• [Data excerpts]:
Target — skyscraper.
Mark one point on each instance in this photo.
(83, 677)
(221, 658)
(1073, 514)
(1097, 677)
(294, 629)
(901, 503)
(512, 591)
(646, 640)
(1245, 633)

...

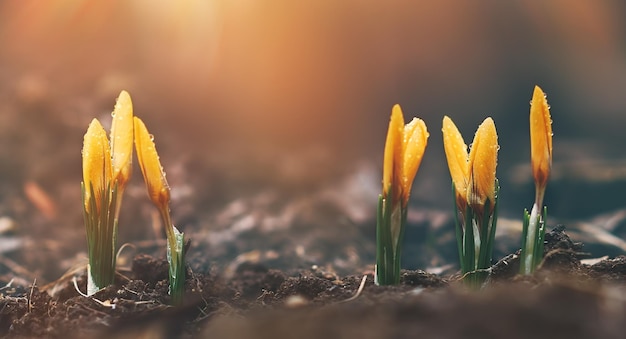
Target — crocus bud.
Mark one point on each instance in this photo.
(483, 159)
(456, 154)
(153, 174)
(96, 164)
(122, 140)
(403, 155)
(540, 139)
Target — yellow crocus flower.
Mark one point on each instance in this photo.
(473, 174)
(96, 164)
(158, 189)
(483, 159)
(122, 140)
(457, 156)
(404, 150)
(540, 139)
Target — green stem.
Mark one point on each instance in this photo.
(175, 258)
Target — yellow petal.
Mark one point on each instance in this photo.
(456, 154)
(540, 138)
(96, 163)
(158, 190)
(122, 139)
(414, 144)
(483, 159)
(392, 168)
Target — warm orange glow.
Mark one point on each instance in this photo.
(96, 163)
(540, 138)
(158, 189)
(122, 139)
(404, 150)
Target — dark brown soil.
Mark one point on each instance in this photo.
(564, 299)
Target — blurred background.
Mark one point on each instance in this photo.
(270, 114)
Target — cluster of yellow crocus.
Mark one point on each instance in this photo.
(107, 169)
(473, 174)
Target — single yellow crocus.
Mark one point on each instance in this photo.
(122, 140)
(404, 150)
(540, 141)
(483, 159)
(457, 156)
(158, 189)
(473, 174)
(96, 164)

---

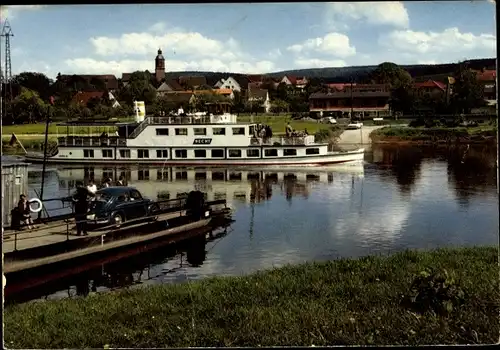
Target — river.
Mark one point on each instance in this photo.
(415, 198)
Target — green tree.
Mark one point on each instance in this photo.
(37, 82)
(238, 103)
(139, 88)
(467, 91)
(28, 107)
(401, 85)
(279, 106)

• [TASK BRIEF]: Wherever the string "crocus" appears in the entries above, list that line.

• [SOLUTION]:
Target — crocus bud.
Target — yellow crocus flower.
Target — cluster of yellow crocus.
Target — single yellow crocus.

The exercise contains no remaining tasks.